Arrange the part of the material below that opens with the line containing "surface present? If so, where exactly is it?" and closes with the line containing "[391,399,478,425]" as a two-column CSV headed "text" and "answer". Give one row for each piece of text with its answer, placing each value in a single quoted field and replacing line breaks with spaces.
** Start **
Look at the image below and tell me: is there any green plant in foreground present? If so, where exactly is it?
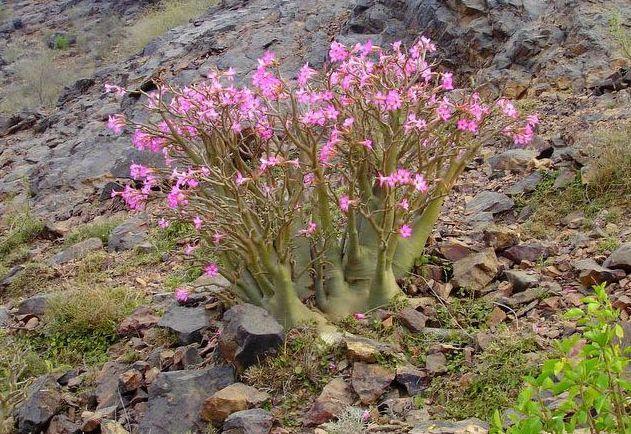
[492,285,631,434]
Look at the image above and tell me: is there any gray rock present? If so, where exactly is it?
[410,417,489,434]
[107,219,149,251]
[16,375,63,434]
[466,191,515,214]
[219,304,284,370]
[489,149,537,172]
[504,270,540,292]
[158,304,210,345]
[222,408,274,434]
[139,366,234,434]
[451,248,500,291]
[49,238,103,265]
[603,243,631,273]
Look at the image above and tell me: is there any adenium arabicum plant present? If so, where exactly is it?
[107,37,538,326]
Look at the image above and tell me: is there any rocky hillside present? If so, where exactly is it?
[0,0,631,434]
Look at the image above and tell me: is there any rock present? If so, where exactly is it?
[94,362,127,410]
[425,353,447,374]
[15,375,63,434]
[107,219,148,252]
[139,366,234,434]
[505,172,542,196]
[504,270,540,292]
[201,383,270,422]
[451,248,499,291]
[118,369,142,393]
[397,307,427,333]
[304,378,355,426]
[46,414,81,434]
[351,362,395,405]
[394,365,429,396]
[117,306,160,336]
[502,241,549,264]
[158,304,210,345]
[573,259,626,288]
[466,191,515,214]
[489,149,537,172]
[219,304,284,370]
[438,238,477,262]
[17,294,52,317]
[49,238,103,265]
[482,225,519,251]
[603,243,631,273]
[409,417,489,434]
[101,420,129,434]
[344,336,394,363]
[221,408,274,434]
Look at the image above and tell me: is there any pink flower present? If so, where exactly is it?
[107,115,125,134]
[339,196,351,212]
[298,221,318,237]
[329,41,349,62]
[440,72,454,90]
[298,63,316,87]
[413,173,429,192]
[399,225,412,238]
[175,288,188,304]
[204,262,219,277]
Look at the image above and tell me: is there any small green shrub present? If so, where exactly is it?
[493,284,631,434]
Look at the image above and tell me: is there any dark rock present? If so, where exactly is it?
[139,366,234,434]
[351,362,395,405]
[395,365,429,396]
[158,305,210,345]
[451,248,500,291]
[201,383,270,422]
[107,219,148,252]
[467,191,515,214]
[502,241,549,264]
[304,378,355,426]
[219,304,284,370]
[49,238,103,265]
[603,243,631,273]
[16,375,63,434]
[117,306,160,336]
[222,408,274,434]
[397,307,427,333]
[504,270,540,292]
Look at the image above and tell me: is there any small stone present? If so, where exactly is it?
[397,307,427,333]
[219,304,284,370]
[221,408,274,434]
[451,248,499,291]
[603,243,631,273]
[466,191,515,214]
[425,353,447,374]
[504,270,540,292]
[201,383,269,422]
[482,225,519,251]
[118,369,142,393]
[305,378,354,426]
[351,362,395,405]
[395,365,429,396]
[49,238,103,265]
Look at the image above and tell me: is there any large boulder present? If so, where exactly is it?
[451,248,500,291]
[139,366,234,434]
[158,304,210,345]
[603,243,631,273]
[16,375,63,434]
[219,304,284,370]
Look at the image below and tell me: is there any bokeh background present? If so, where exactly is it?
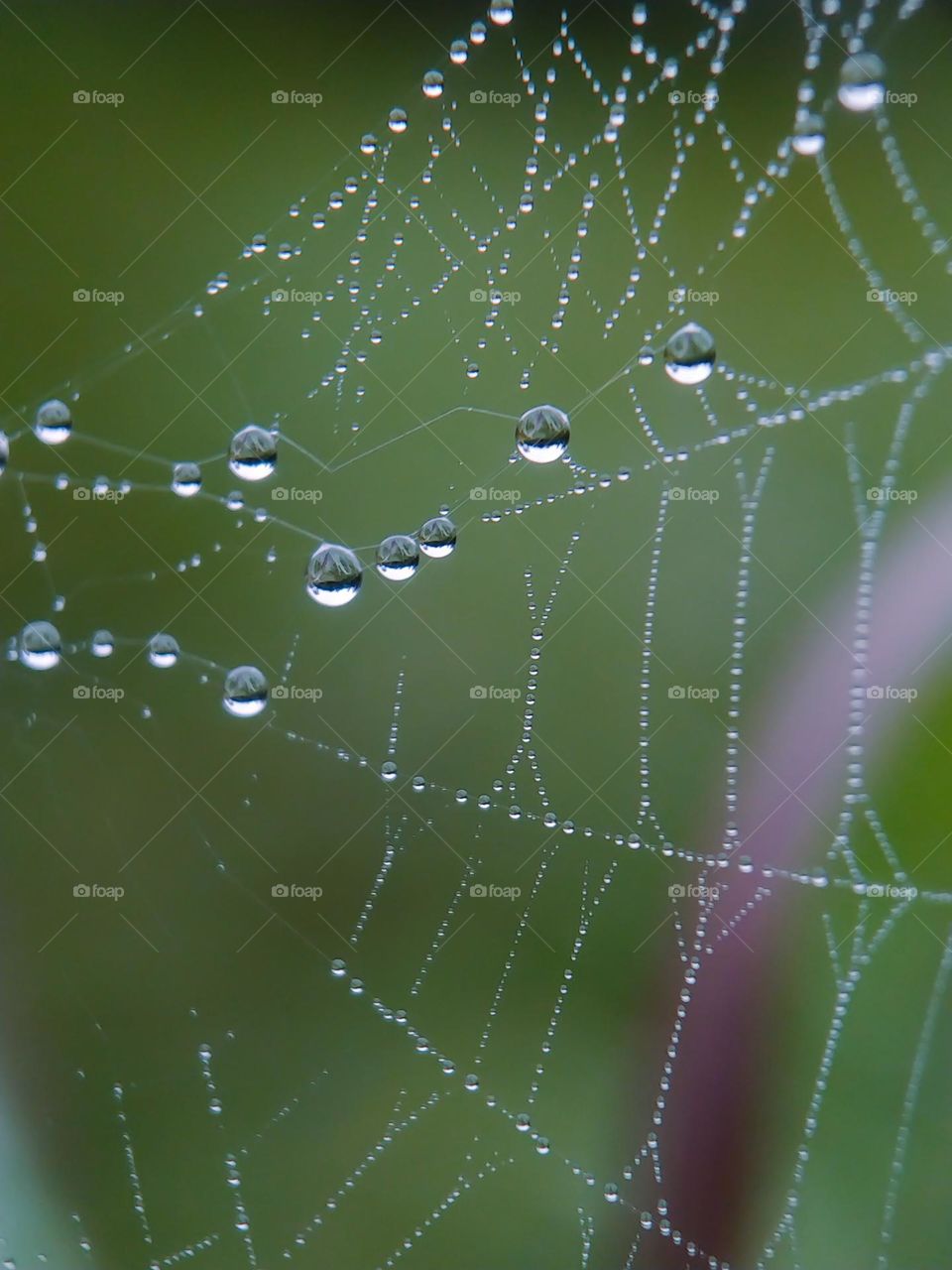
[0,0,952,1270]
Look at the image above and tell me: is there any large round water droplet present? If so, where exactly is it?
[663,321,715,384]
[792,114,826,159]
[422,71,443,100]
[228,423,278,480]
[222,666,268,718]
[305,543,363,608]
[837,54,886,110]
[420,516,456,560]
[377,534,420,581]
[33,398,72,445]
[172,463,202,498]
[516,405,571,463]
[149,631,178,671]
[20,622,62,671]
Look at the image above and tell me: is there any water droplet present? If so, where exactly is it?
[663,321,715,384]
[377,534,420,581]
[172,463,202,498]
[149,631,178,671]
[420,516,456,560]
[837,52,886,110]
[228,423,278,480]
[20,622,62,671]
[516,405,571,463]
[222,666,268,718]
[422,71,443,100]
[33,398,72,445]
[305,543,363,608]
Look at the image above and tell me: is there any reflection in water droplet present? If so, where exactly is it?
[516,405,570,463]
[305,543,363,608]
[837,54,886,110]
[20,622,62,671]
[222,666,268,718]
[149,631,178,671]
[228,423,277,480]
[663,321,715,384]
[420,516,456,560]
[33,398,72,445]
[172,463,202,498]
[377,534,420,581]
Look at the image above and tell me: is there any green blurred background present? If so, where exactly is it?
[0,0,952,1270]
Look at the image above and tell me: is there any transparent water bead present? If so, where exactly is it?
[222,666,268,718]
[33,398,72,445]
[516,405,571,463]
[420,516,456,560]
[837,54,886,110]
[422,71,443,101]
[228,423,278,480]
[172,463,202,498]
[790,114,826,159]
[377,534,420,581]
[89,630,115,657]
[19,622,62,671]
[305,543,363,608]
[149,631,178,671]
[663,321,715,385]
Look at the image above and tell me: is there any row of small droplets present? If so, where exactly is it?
[113,1083,153,1243]
[816,154,923,344]
[724,449,774,851]
[638,486,669,833]
[198,1045,258,1270]
[507,531,581,809]
[527,860,618,1105]
[382,1157,513,1270]
[285,1091,440,1260]
[410,860,475,997]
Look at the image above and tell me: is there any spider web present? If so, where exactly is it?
[3,0,952,1270]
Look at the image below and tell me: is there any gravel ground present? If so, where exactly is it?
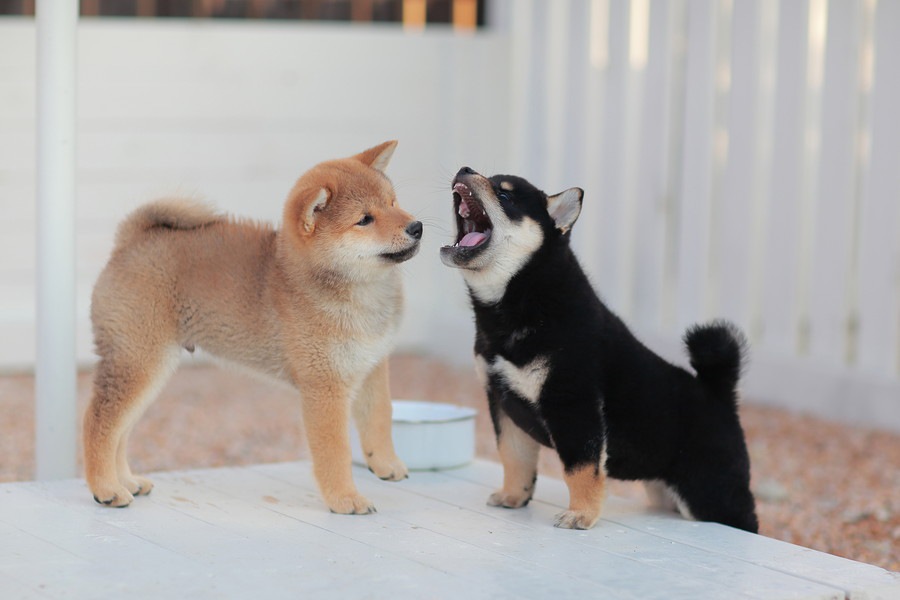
[0,355,900,571]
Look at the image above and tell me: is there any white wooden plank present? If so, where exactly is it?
[711,0,764,328]
[0,461,900,598]
[632,0,678,329]
[676,0,717,330]
[190,464,648,597]
[7,469,505,598]
[536,0,572,194]
[444,461,900,598]
[808,0,862,365]
[572,0,612,278]
[761,0,809,356]
[596,2,637,316]
[256,461,842,598]
[857,2,900,375]
[501,0,542,176]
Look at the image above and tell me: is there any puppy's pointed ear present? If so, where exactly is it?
[354,140,397,173]
[547,188,584,234]
[297,188,331,235]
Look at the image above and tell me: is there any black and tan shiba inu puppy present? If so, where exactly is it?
[441,167,758,532]
[84,142,422,514]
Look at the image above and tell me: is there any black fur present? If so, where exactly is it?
[445,171,758,532]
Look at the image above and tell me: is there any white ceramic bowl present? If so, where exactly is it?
[353,400,476,471]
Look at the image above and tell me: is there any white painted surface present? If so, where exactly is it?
[35,2,78,479]
[0,461,900,600]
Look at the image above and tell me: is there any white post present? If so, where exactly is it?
[35,0,79,479]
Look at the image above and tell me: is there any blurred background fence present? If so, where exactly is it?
[0,0,900,431]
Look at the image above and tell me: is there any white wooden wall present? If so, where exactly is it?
[509,0,900,430]
[0,0,900,431]
[0,19,509,369]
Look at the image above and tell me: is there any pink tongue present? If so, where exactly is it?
[459,231,487,246]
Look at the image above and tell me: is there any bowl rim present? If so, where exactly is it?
[391,399,478,425]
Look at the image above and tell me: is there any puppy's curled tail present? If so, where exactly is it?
[115,198,225,247]
[684,321,747,401]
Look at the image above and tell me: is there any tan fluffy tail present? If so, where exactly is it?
[116,198,225,247]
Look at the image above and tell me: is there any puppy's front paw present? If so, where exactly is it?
[327,494,377,515]
[94,484,134,508]
[366,453,409,481]
[554,510,600,529]
[488,490,532,508]
[124,475,153,496]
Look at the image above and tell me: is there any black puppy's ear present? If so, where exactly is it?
[547,188,584,234]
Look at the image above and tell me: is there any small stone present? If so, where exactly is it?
[841,508,872,525]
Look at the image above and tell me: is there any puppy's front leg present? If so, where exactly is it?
[488,412,540,508]
[550,410,607,529]
[353,359,409,481]
[555,464,606,529]
[303,381,375,515]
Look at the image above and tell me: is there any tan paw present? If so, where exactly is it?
[553,510,600,529]
[94,484,134,508]
[122,475,153,496]
[366,453,409,481]
[326,494,377,515]
[488,488,533,508]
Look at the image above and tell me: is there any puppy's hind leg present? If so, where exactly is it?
[488,413,540,508]
[84,347,179,507]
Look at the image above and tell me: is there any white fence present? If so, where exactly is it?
[0,0,900,430]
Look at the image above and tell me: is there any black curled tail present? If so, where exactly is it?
[684,321,747,400]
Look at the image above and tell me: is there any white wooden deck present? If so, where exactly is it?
[0,461,900,600]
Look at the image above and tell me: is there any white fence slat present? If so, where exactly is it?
[544,0,577,194]
[857,1,900,374]
[572,0,611,280]
[545,0,596,194]
[762,0,809,356]
[509,0,544,177]
[713,0,765,327]
[676,0,717,330]
[590,1,637,316]
[809,0,862,365]
[631,0,678,329]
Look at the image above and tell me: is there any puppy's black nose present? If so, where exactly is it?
[406,221,422,240]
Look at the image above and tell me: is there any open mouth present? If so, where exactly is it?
[453,182,493,249]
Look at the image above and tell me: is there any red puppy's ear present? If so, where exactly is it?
[354,140,397,173]
[297,188,331,235]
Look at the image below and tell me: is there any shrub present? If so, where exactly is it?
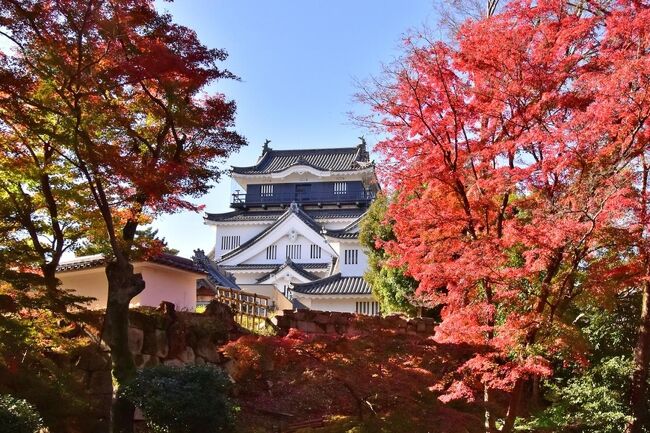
** End **
SOLUTION TO THIS PROBLEM —
text,answer
"Look at the image above and tell me: is there any white painted surface present? If so, where exactly is it?","[35,2,78,479] [0,461,900,600]"
"Look at the image above and tell me: is there any white post present? If so, where exactly is it?","[35,0,79,479]"
"Look at the image above and tell me: is there any blurred background fence present? If so, where exactly is it?","[0,0,900,431]"
"Look at the image above and tell me: is there any white wooden wall present? If so, where exactly is it?","[509,0,900,430] [0,0,900,431] [0,19,509,369]"
"Look at the image above and tell me: is there any pink tongue present? If so, where exactly is it?","[459,231,487,246]"
"Look at the image above and tell me: is there any bowl rim present? If so, where exactly is it?","[391,399,478,425]"